§ **Source passage**:

Fix user_defined_symbols encoding for WORD model#1255
Conversation
WORD tokenization emits pieces with the escaped whitespace prefix, so user_defined_symbols must include the prefixed form during training.
Verify that a user-defined symbol is encoded as its own piece instead of unk when training a word model.
Train a word model with a user-defined symbol and assert encode output uses the symbol piece rather than unk.
|
Thanks for your pull request! It looks like this may be your first contribution to a Google open source project. Before we can look at your pull request, you'll need to sign a Contributor License Agreement (CLA). View this failed invocation of the CLA check for more information. For the most up to date status, view the checks section at the bottom of the pull request. |
|
=================================== FAILURES =================================== self = <test.sentencepiece_test.TestSentencepieceProcessor testMethod=test_word_model_user_defined_symbol>
E AssertionError: True is not false /project/test/sentencepiece_test.py:656: AssertionError |
Keep the end-to-end piece output assertion while the C++ regression test covers id-level behavior for user_defined_symbols in WORD models.

§ **Directives**:
1. In the pull request thread, why must user_defined_symbols include the prefixed form during training?
2. From the pull request thread, return the passage from "Verify that a" to "rather than unk.".
3. Resume the pull request thread after its final sentence.

[Object outline annotations]
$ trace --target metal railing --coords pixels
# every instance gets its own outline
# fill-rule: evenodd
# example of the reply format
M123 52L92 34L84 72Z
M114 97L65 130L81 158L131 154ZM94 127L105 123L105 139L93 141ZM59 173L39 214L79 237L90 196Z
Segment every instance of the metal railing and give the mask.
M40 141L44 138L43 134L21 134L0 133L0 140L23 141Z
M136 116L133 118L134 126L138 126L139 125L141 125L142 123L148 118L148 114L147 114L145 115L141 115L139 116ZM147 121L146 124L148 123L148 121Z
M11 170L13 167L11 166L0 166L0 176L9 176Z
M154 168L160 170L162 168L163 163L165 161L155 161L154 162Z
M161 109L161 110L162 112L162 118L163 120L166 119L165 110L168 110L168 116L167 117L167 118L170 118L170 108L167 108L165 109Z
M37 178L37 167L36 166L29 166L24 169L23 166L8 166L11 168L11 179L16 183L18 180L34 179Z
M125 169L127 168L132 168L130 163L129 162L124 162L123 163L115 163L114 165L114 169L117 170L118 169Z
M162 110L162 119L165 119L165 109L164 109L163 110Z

§ **Task-by-task results**:
1. WORD tokenization emits pieces that carry the escaped whitespace prefix. For a user-defined symbol to match those pieces, the prefixed form has to be part of user_defined_symbols during training.

2.
Verify that a user-defined symbol is encoded as its own piece instead of unk when training a word model.
Train a word model with a user-defined symbol and assert encode output uses the symbol piece rather than unk.

3.
|
Thanks for the report and re-run @taku910 . |
Summary
Fixes #801.
When training with
model_type=word, tokens listed inuser_defined_symbolswere encoded as<unk>even though the symbol appeared in the vocabulary. WORD models tokenize text into whitespace-prefixed pieces (for example▁.), but only the raw symbol (for example.) was registered during training.This change registers both forms for WORD models when whitespace escaping is enabled.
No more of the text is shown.